EXERCISE TASK
Reproduce the stretch of the listing below, from the line containing "Please drop a marker on the pink" through the end of the listing, without changing a character.

Dataset excerpt
######

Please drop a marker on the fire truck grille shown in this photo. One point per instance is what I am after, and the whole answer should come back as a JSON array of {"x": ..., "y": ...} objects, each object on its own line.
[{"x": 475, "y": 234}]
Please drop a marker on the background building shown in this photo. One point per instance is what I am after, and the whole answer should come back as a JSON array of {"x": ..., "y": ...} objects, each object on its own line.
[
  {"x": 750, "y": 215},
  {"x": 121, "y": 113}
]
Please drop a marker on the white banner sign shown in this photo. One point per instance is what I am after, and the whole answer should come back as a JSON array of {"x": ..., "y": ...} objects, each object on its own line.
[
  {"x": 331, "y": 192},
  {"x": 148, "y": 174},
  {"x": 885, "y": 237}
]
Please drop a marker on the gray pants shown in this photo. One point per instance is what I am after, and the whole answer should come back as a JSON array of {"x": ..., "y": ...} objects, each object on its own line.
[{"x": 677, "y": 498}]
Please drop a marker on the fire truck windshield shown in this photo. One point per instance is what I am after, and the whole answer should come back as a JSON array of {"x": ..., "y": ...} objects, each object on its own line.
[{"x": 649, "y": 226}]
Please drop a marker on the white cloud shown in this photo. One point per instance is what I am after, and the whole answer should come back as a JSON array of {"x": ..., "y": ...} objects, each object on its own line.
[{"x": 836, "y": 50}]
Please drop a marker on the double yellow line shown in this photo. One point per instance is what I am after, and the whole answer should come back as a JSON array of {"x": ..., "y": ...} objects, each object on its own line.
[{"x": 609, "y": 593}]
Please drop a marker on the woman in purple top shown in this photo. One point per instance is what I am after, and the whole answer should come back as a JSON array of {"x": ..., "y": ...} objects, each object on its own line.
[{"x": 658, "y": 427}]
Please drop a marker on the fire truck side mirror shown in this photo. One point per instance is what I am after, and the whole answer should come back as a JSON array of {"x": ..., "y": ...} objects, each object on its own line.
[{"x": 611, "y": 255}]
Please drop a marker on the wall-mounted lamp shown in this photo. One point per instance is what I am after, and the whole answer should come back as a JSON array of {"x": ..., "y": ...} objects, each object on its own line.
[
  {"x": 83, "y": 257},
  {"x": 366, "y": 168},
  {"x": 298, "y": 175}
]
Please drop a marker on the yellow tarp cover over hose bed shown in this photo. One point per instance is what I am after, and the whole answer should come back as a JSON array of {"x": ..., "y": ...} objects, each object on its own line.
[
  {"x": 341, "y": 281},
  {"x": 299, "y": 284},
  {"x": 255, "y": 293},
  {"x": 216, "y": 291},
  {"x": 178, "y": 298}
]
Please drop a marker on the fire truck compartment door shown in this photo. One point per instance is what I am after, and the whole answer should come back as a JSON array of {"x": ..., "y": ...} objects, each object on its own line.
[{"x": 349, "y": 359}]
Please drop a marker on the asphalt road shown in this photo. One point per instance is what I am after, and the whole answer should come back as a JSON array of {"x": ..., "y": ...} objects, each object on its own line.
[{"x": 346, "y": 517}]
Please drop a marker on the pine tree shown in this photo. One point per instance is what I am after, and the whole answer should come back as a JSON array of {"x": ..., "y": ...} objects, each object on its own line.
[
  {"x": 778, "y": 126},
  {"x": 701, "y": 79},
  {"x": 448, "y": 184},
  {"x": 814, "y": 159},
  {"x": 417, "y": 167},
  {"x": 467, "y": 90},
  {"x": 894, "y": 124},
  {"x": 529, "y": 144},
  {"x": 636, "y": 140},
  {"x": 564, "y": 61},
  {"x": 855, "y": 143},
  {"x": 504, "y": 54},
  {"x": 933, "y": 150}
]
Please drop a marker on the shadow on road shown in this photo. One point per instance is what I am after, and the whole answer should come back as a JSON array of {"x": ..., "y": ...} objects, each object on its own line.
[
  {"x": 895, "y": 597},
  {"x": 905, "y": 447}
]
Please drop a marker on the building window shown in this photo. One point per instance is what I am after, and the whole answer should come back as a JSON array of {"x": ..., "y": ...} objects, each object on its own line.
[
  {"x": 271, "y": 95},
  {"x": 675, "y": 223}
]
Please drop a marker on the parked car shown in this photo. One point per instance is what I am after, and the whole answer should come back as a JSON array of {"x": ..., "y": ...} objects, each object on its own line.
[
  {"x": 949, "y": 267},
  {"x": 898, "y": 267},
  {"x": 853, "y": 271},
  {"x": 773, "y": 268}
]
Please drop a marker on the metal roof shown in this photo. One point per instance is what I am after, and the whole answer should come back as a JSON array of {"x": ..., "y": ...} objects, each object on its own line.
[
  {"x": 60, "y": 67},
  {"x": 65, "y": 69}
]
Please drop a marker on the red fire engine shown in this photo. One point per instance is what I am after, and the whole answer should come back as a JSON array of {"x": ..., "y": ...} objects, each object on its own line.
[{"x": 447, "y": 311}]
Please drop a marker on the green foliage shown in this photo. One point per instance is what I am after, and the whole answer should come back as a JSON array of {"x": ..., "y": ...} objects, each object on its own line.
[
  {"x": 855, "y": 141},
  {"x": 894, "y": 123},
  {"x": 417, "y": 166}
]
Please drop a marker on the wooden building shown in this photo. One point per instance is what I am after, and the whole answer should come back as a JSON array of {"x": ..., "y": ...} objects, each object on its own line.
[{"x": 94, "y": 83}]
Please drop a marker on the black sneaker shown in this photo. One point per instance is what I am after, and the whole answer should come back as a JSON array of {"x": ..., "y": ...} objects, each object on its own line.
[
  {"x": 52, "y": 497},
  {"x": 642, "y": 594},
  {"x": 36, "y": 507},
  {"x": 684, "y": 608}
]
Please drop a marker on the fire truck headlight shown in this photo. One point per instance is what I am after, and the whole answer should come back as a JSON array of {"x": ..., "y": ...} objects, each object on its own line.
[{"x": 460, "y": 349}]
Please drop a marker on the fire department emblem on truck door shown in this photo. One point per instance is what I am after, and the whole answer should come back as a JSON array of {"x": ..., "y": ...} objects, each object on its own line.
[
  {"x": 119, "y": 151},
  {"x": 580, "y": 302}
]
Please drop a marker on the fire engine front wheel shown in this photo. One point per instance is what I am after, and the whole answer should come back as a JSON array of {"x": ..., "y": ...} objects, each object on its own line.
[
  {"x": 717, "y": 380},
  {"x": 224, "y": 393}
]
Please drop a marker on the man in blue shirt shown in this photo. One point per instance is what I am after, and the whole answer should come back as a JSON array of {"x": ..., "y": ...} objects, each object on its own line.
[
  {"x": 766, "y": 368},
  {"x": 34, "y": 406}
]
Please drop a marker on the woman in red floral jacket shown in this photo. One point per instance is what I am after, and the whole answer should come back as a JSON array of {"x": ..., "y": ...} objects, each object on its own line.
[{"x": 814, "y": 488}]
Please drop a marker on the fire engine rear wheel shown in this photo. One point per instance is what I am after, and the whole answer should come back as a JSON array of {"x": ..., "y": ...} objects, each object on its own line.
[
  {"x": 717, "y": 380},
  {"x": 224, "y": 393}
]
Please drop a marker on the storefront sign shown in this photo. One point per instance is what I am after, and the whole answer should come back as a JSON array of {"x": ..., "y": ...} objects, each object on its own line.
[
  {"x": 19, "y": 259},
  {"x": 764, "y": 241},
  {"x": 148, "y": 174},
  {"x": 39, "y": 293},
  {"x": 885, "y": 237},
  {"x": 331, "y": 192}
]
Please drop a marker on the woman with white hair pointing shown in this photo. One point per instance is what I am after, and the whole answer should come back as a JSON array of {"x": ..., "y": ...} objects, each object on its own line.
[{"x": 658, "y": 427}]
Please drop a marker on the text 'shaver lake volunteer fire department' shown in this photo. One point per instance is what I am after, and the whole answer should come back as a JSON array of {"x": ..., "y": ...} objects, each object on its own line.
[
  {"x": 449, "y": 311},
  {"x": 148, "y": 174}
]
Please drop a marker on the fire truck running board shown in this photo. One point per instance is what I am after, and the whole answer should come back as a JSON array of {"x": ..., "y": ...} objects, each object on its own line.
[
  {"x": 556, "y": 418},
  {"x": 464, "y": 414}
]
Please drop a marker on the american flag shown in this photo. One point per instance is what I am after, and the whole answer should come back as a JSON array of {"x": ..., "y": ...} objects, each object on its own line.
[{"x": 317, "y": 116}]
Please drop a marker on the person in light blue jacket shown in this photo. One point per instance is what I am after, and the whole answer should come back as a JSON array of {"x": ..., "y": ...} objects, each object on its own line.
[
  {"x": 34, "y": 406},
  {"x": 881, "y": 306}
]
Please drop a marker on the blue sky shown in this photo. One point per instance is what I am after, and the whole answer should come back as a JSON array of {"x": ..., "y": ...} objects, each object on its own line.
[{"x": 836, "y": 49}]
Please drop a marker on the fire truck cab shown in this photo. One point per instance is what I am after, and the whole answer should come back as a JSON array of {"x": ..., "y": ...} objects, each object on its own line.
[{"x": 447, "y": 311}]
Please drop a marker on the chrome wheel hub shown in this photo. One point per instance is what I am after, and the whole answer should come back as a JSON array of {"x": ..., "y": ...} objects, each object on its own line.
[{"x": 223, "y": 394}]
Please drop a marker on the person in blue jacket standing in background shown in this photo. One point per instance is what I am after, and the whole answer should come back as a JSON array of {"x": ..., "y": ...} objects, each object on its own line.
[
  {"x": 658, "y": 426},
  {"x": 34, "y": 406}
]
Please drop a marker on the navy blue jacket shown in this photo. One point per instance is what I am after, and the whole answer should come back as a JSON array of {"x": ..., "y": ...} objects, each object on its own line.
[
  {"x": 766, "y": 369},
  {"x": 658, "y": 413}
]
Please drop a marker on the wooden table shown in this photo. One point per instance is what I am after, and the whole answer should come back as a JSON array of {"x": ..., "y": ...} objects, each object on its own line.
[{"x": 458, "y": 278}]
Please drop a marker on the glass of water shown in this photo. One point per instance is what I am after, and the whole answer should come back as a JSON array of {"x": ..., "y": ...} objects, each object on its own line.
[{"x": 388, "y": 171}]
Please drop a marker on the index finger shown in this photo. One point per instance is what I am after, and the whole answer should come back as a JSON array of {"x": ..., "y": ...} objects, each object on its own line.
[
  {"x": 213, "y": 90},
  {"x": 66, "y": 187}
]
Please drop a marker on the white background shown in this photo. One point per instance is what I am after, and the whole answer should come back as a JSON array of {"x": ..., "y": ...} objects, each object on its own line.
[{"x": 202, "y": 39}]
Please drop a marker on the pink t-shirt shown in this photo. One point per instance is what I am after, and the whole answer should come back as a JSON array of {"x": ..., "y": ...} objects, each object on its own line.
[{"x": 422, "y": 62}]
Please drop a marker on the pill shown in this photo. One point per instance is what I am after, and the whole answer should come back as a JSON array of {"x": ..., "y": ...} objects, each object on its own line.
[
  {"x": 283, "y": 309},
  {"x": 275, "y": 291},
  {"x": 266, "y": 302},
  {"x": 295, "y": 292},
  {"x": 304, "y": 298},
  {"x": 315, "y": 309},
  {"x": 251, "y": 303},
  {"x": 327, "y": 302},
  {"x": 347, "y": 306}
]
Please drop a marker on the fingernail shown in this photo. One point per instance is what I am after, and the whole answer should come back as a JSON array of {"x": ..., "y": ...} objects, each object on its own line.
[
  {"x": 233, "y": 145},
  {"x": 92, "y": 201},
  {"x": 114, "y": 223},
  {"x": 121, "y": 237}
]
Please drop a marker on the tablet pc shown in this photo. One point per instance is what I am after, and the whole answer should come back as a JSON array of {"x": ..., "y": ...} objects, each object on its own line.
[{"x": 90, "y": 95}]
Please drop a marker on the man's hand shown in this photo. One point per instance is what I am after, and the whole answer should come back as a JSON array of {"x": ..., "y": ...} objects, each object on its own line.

######

SOLUTION
Please drop a marker on the pink t-shirt shown in this photo. One point per instance is what I am after, and the whole answer should come back as a JSON array of {"x": ..., "y": ...} objects, each object on its own line.
[{"x": 422, "y": 62}]
Please drop a marker on the pill shown in this photo. One point per instance is what I am after, and the whole answer should come back as a JSON array of {"x": ..., "y": ...} objects, each object on its own line.
[
  {"x": 283, "y": 309},
  {"x": 275, "y": 291},
  {"x": 266, "y": 302},
  {"x": 295, "y": 292},
  {"x": 304, "y": 298},
  {"x": 315, "y": 309},
  {"x": 251, "y": 303},
  {"x": 327, "y": 302},
  {"x": 347, "y": 306}
]
Please drop a marker on the fingernail shown in this photo. One point per instance is what I am after, and the whole answer should come back as a JSON array of {"x": ..., "y": ...} objects, each object on its own line.
[
  {"x": 233, "y": 145},
  {"x": 92, "y": 201},
  {"x": 114, "y": 223},
  {"x": 121, "y": 237}
]
Please drop a marker on the tablet pc shown in this photo. One point per instance is what I am after, and the whole answer should come back as a JSON array of {"x": ..., "y": ...} objects, each object on its own line.
[{"x": 90, "y": 95}]
Please drop a marker on the man's hand shown in this photo. One point per instance is what I am after, and the whole answer should come back as a JSON array of {"x": ..., "y": ...} objects, each object on its own line.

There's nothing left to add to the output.